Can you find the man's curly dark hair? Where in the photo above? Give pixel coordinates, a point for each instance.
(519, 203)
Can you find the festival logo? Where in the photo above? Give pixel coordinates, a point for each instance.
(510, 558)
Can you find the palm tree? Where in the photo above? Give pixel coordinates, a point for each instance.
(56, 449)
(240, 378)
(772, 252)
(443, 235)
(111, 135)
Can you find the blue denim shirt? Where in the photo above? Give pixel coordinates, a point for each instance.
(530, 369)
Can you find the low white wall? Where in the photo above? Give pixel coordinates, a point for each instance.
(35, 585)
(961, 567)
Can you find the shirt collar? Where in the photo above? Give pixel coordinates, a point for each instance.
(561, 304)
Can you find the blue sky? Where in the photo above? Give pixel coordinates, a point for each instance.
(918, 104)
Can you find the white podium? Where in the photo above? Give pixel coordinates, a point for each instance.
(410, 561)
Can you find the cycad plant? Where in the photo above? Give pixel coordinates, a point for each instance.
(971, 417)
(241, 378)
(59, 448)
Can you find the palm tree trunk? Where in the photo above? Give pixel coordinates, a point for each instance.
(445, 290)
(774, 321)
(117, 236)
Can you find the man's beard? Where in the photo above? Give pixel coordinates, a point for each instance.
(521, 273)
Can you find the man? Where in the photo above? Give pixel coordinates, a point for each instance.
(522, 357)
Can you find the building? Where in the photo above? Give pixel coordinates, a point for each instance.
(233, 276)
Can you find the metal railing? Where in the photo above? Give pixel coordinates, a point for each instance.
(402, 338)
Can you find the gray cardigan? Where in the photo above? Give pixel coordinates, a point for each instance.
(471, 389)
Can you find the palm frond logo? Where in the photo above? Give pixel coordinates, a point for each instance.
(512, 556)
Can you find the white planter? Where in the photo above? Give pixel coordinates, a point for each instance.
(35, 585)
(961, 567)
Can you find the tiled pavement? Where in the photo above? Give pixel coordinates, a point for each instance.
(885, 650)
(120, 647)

_WORK REQUIRED_
Rewrite the records from the line with "Can you find the gray" through the end, replacing "white planter" with "stone planter" and keeping everything else the same.

_EXERCISE ANSWER_
Can you find the gray cardigan? Where in the photo above? Give pixel coordinates, a point for each instance.
(471, 389)
Can you find the palm frond logo? Where in the photo above? Give pixel coordinates, a point for each instance.
(512, 556)
Can you find the stone planter? Where in the photo above? Give pixel coordinates, a point for each instance.
(35, 585)
(961, 567)
Can you find the tiled pavement? Where in the photo above? Give pixel coordinates, a point for each instance.
(885, 650)
(120, 647)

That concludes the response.